> **Dokumentauszug**
'''

Skip to content

Verkehrsunfall – 1,6-Geschäftsgebühr?

Amtsgericht Hamburg-Bergedorf

Az: 408 C 394/04

Urteil vom 13.05.2005


In dem Rechtsstreit erkennt das Amtsgericht Hamburg-Bergedorf, Abteilung 408 für Recht:

Die Beklagte wird verurteilt, den Kläger in Höhe eines Betrages von EUR 62,36 EUR von der Honorarforderung der Rechtsanwälte XX freizuhalten.

Die Kosten des Rechtsstreits trägt die Beklagte. Das Urteil ist vorläufig vollstreckbar.

(abgekürzt nach § 313a ZPO)

Entscheidungsgründe

Die Klage ist zulässig und in vollem Umfang begründet. Dem Kläger steht der geltend gemachte Freihalteanspruch gemäß §§ 7, 17 StVG, 823 BGB, 3 Nr. 1 PflVG gegen die Beklagte im Hinblick auf die Honorarforderung seiner hiesigen Prozessbevollmächtigten zu.

'''

> **Aufgabe A**
Schreiben Sie den Urteilsauszug vollständig und ohne jede Änderung ab.

> **Bereitgestellte Daten**

'''

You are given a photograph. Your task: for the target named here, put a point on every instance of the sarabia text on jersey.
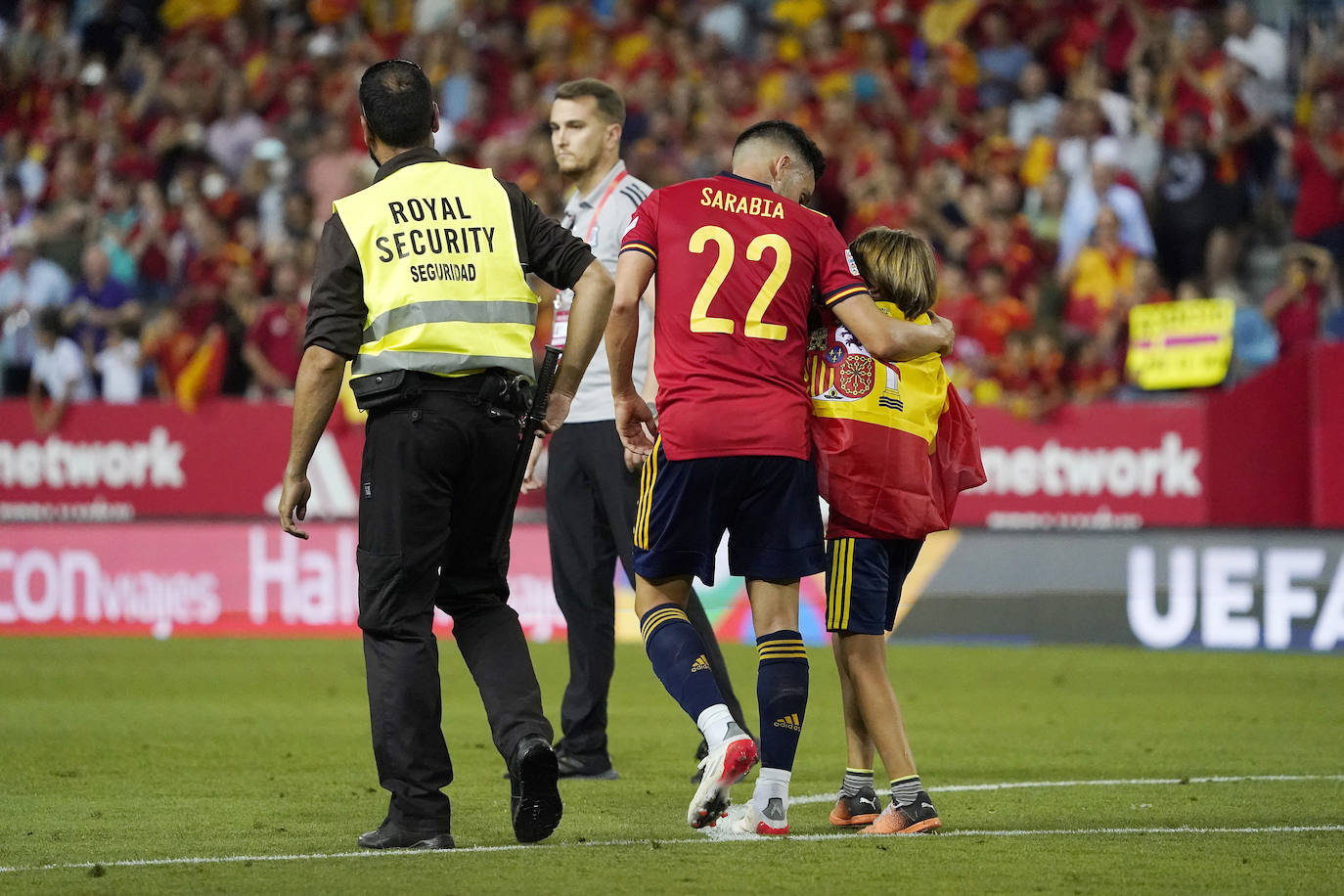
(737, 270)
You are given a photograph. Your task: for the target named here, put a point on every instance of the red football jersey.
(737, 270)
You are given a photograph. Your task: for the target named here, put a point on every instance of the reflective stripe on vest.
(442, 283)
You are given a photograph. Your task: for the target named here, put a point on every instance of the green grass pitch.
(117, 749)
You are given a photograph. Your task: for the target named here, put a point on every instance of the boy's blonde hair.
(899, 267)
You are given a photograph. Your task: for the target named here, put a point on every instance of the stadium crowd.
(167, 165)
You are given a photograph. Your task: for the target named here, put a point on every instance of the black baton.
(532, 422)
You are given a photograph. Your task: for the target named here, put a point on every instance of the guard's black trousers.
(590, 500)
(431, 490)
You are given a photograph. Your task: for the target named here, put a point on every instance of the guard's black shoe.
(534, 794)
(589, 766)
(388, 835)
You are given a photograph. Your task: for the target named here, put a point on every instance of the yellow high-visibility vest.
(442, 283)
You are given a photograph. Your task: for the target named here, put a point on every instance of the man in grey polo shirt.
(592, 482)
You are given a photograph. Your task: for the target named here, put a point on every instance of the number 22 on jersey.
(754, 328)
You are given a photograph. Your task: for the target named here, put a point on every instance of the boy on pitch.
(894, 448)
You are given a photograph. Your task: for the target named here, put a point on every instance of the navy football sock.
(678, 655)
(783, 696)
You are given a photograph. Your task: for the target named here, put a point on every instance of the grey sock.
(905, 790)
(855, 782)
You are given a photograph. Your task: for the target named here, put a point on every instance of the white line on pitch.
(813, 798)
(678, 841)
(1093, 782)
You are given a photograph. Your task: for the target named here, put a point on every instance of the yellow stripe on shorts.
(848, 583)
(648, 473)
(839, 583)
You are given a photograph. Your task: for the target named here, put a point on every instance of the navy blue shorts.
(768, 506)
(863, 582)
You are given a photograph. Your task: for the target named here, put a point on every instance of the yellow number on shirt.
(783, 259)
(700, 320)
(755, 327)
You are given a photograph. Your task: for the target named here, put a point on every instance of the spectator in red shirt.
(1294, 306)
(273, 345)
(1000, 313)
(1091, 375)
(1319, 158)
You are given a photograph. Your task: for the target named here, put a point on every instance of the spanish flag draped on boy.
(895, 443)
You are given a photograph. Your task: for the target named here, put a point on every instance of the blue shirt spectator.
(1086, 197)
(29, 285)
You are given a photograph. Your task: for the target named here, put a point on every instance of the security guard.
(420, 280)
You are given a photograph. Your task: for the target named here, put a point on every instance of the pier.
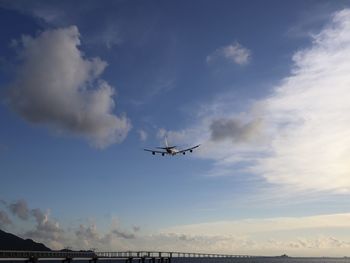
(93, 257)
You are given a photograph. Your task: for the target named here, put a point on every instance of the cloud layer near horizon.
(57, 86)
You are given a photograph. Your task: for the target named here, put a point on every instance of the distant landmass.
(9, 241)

'''

> **Aufgabe B**
Übertragen Sie aus der Auflistung die Zeilen ab der Zeile mit „the stadium crowd.“ bis einschließlich der Zeile mit „(1319, 158)“ in eine JSON-Liste von Zeichenketten. Jede Zeile wird dabei zu einem Eintrag, und Leerzeilen entfallen.

> **Lösung A**
Skip to content

Verkehrsunfall – 1,6-Geschäftsgebühr?

Amtsgericht Hamburg-Bergedorf

Az: 408 C 394/04

Urteil vom 13.05.2005


In dem Rechtsstreit erkennt das Amtsgericht Hamburg-Bergedorf, Abteilung 408 für Recht:

Die Beklagte wird verurteilt, den Kläger in Höhe eines Betrages von EUR 62,36 EUR von der Honorarforderung der Rechtsanwälte XX freizuhalten.

Die Kosten des Rechtsstreits trägt die Beklagte. Das Urteil ist vorläufig vollstreckbar.

(abgekürzt nach § 313a ZPO)

Entscheidungsgründe

Die Klage ist zulässig und in vollem Umfang begründet. Dem Kläger steht der geltend gemachte Freihalteanspruch gemäß §§ 7, 17 StVG, 823 BGB, 3 Nr. 1 PflVG gegen die Beklagte im Hinblick auf die Honorarforderung seiner hiesigen Prozessbevollmächtigten zu.

> **Lösung B**
[
  "You are given a photograph. Your task: for the target named here, put a point on every instance of the stadium crowd.",
  "(167, 165)",
  "You are given a photograph. Your task: for the target named here, put a point on every instance of the black baton.",
  "(532, 422)",
  "You are given a photograph. Your task: for the target named here, put a point on every instance of the guard's black trousers.",
  "(590, 500)",
  "(431, 490)",
  "You are given a photograph. Your task: for the target named here, put a point on every instance of the guard's black shoe.",
  "(534, 794)",
  "(589, 766)",
  "(388, 835)",
  "You are given a photograph. Your task: for the target named here, put a point on every instance of the yellow high-visibility vest.",
  "(442, 283)",
  "You are given a photograph. Your task: for the target named here, put a point on every instance of the man in grey polo shirt.",
  "(592, 482)",
  "You are given a photograph. Your task: for the target named here, put a point on every instance of the number 22 on jersey.",
  "(754, 328)",
  "You are given a photograph. Your task: for the target named here, put a point on every instance of the boy on pitch.",
  "(894, 448)",
  "You are given a photograph. Your task: for the target named here, put a point on every instance of the navy football sock.",
  "(678, 655)",
  "(783, 696)",
  "You are given a photograph. Your task: for the target named here, put a point on every instance of the grey sock.",
  "(905, 790)",
  "(855, 782)",
  "You are given a photograph. Your task: for the target named here, put a point on every instance of the white line on pitch.",
  "(813, 798)",
  "(678, 841)",
  "(1093, 782)",
  "You are given a photograph. Your task: for the target named here, put a point on every instance of the yellow stripe on shorts.",
  "(848, 583)",
  "(648, 473)",
  "(839, 583)",
  "You are given a photograph. Your task: for the target named here, put a point on every instance of the navy blue shorts.",
  "(768, 506)",
  "(863, 582)",
  "You are given a photograph. Your task: for the target named here, put a point on every instance of the yellow number on shirt.",
  "(783, 259)",
  "(700, 320)",
  "(755, 327)",
  "You are given a photograph. Your task: for the target named here, put a point on every instance of the spectator in red shirt.",
  "(1294, 306)",
  "(273, 345)",
  "(1000, 313)",
  "(1091, 375)",
  "(1319, 158)"
]